SUPPLIED TEXT:
▬▬▬▬▬▬

Note: Both ASR and ESP must be fully off and the vehicle in Sport Mode to use Launch Control. This is accomplished by holding the traction control button for a length of time.

Temperature Management










Various factory torque intervention limiters are raised to their maximum value to eliminate unintended torque intervention, across the rev range, during normal and spirited driving. However, important and critical limiters are kept in place or only slightly modified, such as those related to temperature protection, to prevent premature damage to the transmission in dangerous scenarios.

Note: DQ250 transmission software is not required to meet APR’s advertised torque figures.

Gear Display Indicator










In drive (eco) and sport mode, the vehicle’s multi function display will now indicate the currently selected gear rather than a generic D or S.

The APR Difference:

APR DirectPort Programming:









APR’s DirectPort Programming is now available for the Temic Tricore DQ250 transmissions. Any APR Dealer in the world, connected to the Internet, has direct access to APR’s latest TCU upgrades for installation directly over the vehicle's OBD-II port. This completely eliminates the need to remove and open the TCU and can be uninstalled at any time!

▬▬▬▬▬▬

DATASET ROWS:
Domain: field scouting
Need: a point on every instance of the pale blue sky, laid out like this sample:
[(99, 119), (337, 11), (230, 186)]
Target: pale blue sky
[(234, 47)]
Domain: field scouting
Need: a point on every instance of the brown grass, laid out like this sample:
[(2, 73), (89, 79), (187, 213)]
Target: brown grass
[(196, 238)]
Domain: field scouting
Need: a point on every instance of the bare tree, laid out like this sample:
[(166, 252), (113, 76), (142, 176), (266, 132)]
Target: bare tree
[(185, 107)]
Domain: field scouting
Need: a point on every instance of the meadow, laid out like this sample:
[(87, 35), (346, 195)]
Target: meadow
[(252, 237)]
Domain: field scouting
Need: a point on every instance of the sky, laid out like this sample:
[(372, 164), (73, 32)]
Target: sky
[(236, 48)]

▬▬▬▬▬▬

AIM OF THE EXERCISE:
Rewrite the transmission software text from "Various factory torque" to "advertised torque figures.", changing every "limiters" to "safeguards".

COMPLETE OUTPUT:
Various factory torque intervention safeguards are raised to their maximum value to eliminate unintended torque intervention, across the rev range, during normal and spirited driving. However, important and critical safeguards are kept in place or only slightly modified, such as those related to temperature protection, to prevent premature damage to the transmission in dangerous scenarios.

Note: DQ250 transmission software is not required to meet APR’s advertised torque figures.